▸ **Quoted text**
□ □ □ □ □ □ □
Fifteen executives from 14 JV companies attended the Roundtable. Collectively, these JV companies employ over 10,000 people and generate billions of dollars in annual revenues. Their shareholders, including Boeing, Humana, IQVIA, Chevron, Royal Bank of Canada, Bank of America, Shell Oil Company, Walgreens, Pitney Bowes, Continental AG, are some of the largest and best-known companies in the world. An important part of the job for the 15 executives in the room is figuring out how to leverage the strengths of their companies’ shareholders while managing the “tax” imposed when shareholders are not perfectly aligned on their vision for the JV.

Much of the day’s discussion related to keeping shareholders aligned, and, after we finished our breakfast pastries and refilled our coffee cups, we were treated to a presentation from the CEO of a six-party technology JV about how he worked with his shareholders to transform the company’s sales models, technology offerings, and target markets. We then shifted to a discussion of JV performance (vs. wholly-owned or controlled businesses) and the correlation between performance and governance effectiveness. We closed as we always do – with an opportunity for each CEO to tap into the collective expertise of the group. We call it advice hour.
□ □ □ □ □ □ □
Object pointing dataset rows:
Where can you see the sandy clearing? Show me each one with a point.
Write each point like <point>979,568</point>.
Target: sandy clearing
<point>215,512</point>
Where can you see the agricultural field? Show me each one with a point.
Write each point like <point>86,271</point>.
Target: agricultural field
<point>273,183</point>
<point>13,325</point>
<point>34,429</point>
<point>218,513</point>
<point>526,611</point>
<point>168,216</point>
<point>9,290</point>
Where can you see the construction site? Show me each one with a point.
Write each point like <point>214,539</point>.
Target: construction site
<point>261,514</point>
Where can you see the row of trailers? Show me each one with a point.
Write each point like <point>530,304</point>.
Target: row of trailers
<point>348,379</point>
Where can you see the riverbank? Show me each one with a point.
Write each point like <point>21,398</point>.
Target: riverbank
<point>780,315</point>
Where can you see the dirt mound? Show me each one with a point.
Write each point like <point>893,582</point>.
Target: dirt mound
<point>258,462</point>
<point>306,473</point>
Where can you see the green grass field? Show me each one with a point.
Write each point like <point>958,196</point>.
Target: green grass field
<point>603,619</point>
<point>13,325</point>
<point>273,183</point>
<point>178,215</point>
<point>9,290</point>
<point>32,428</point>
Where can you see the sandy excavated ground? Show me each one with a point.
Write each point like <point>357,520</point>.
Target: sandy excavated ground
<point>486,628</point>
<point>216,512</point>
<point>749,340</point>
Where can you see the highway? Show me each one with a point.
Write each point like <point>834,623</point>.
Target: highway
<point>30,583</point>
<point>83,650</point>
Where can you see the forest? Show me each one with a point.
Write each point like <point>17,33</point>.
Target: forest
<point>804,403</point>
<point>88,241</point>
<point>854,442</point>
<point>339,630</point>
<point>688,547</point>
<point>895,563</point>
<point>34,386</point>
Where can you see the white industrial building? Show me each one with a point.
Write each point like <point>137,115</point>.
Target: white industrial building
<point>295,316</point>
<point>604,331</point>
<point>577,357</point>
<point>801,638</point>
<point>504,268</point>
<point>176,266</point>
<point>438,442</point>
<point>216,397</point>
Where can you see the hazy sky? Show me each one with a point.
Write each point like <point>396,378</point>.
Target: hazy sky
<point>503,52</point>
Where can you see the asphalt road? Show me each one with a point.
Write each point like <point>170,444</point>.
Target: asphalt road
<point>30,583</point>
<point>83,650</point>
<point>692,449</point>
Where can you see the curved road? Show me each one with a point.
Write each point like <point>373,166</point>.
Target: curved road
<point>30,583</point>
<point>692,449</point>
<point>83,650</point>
□ □ □ □ □ □ □
▸ **Goal**
In the roundtable text, explain when the "tax" that the executives must manage arises and how managing it fits into their job.

▸ **Reply to the exercise**
The "tax" is imposed when a joint venture's shareholders are not perfectly aligned on their vision for the JV. Managing it is an important part of the executives' job, which they must do while also figuring out how to leverage the strengths of their companies' shareholders.